----- Data extract -----

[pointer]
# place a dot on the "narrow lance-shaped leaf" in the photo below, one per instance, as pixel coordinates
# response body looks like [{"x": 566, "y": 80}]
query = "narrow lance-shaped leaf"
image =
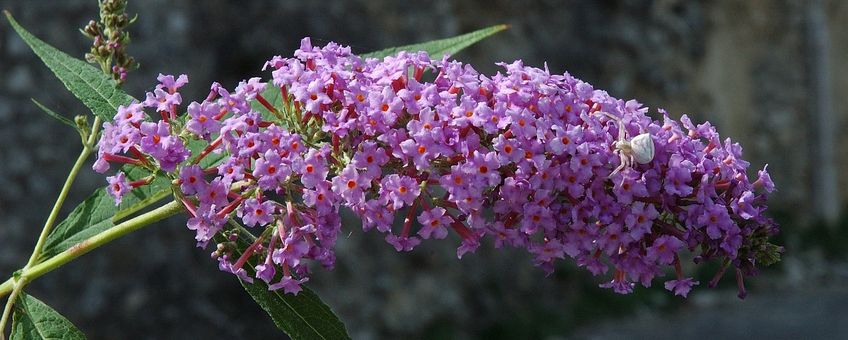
[
  {"x": 35, "y": 320},
  {"x": 438, "y": 48},
  {"x": 301, "y": 316},
  {"x": 94, "y": 88},
  {"x": 98, "y": 213},
  {"x": 55, "y": 115}
]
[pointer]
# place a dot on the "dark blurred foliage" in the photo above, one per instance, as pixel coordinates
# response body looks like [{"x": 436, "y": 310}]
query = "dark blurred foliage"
[{"x": 734, "y": 63}]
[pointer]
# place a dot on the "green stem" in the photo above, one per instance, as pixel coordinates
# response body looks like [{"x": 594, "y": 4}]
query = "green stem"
[
  {"x": 29, "y": 274},
  {"x": 87, "y": 148},
  {"x": 128, "y": 226},
  {"x": 6, "y": 287},
  {"x": 19, "y": 286}
]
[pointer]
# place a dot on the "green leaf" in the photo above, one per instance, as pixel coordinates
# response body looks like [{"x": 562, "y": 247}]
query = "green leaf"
[
  {"x": 55, "y": 115},
  {"x": 438, "y": 48},
  {"x": 301, "y": 316},
  {"x": 94, "y": 88},
  {"x": 35, "y": 320},
  {"x": 98, "y": 213}
]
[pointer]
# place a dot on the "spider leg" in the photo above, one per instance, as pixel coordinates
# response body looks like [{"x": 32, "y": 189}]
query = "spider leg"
[
  {"x": 620, "y": 130},
  {"x": 624, "y": 164}
]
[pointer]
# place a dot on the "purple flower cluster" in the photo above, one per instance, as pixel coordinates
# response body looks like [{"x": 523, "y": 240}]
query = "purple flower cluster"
[{"x": 523, "y": 157}]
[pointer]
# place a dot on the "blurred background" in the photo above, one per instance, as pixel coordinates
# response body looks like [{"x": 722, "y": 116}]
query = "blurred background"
[{"x": 771, "y": 74}]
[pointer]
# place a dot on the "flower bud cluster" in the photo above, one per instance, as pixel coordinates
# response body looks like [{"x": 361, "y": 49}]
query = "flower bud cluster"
[
  {"x": 524, "y": 158},
  {"x": 109, "y": 40}
]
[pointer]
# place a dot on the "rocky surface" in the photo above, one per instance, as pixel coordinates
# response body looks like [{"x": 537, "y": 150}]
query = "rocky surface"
[{"x": 737, "y": 64}]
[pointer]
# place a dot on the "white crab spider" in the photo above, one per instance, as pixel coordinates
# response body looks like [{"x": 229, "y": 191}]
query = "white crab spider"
[{"x": 640, "y": 149}]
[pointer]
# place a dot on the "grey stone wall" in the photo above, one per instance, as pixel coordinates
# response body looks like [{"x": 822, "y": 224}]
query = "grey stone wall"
[{"x": 738, "y": 64}]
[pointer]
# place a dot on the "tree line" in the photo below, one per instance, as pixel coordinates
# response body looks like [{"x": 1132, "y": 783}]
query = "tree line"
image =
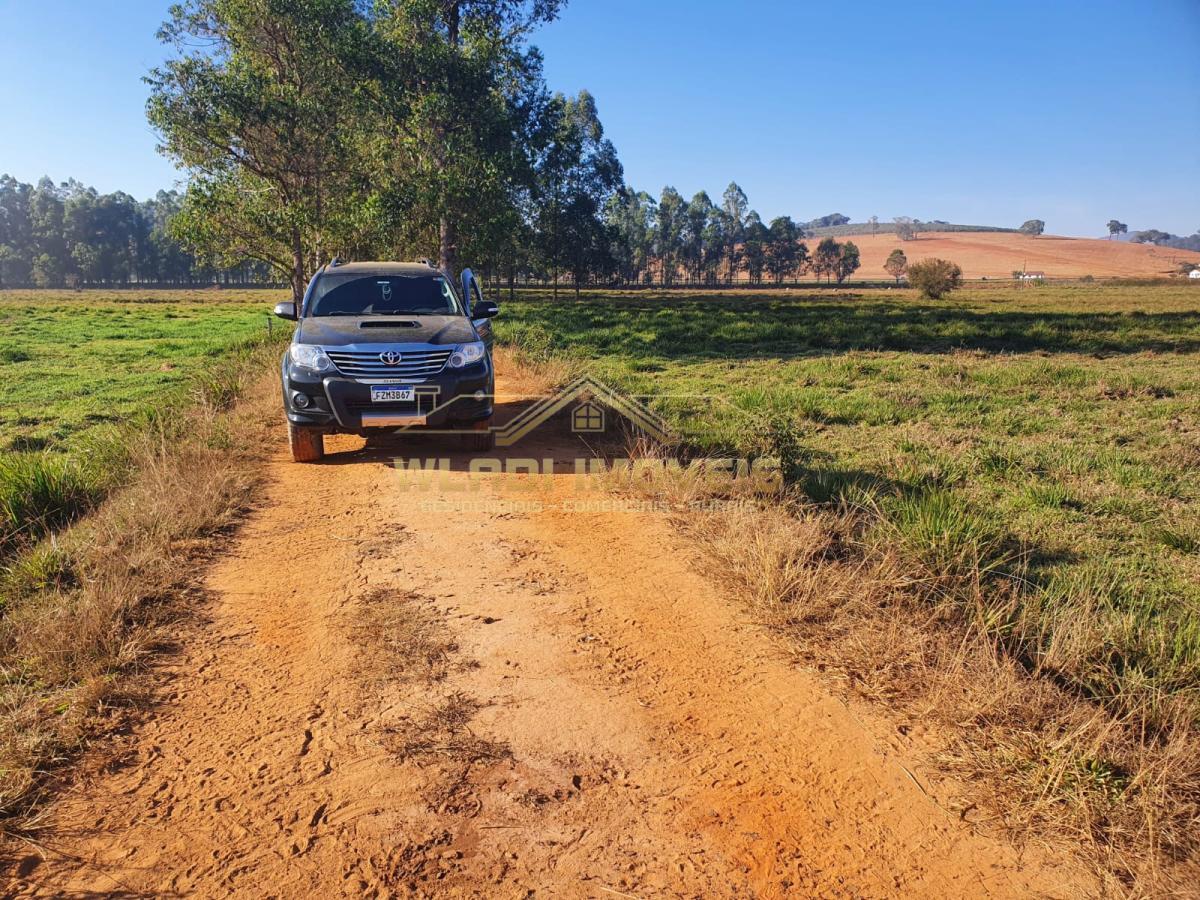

-----

**Directions for this task**
Count the lines in the rows above that contain the string "pixel", matching case exactly. Reply with the number only.

**The reply**
12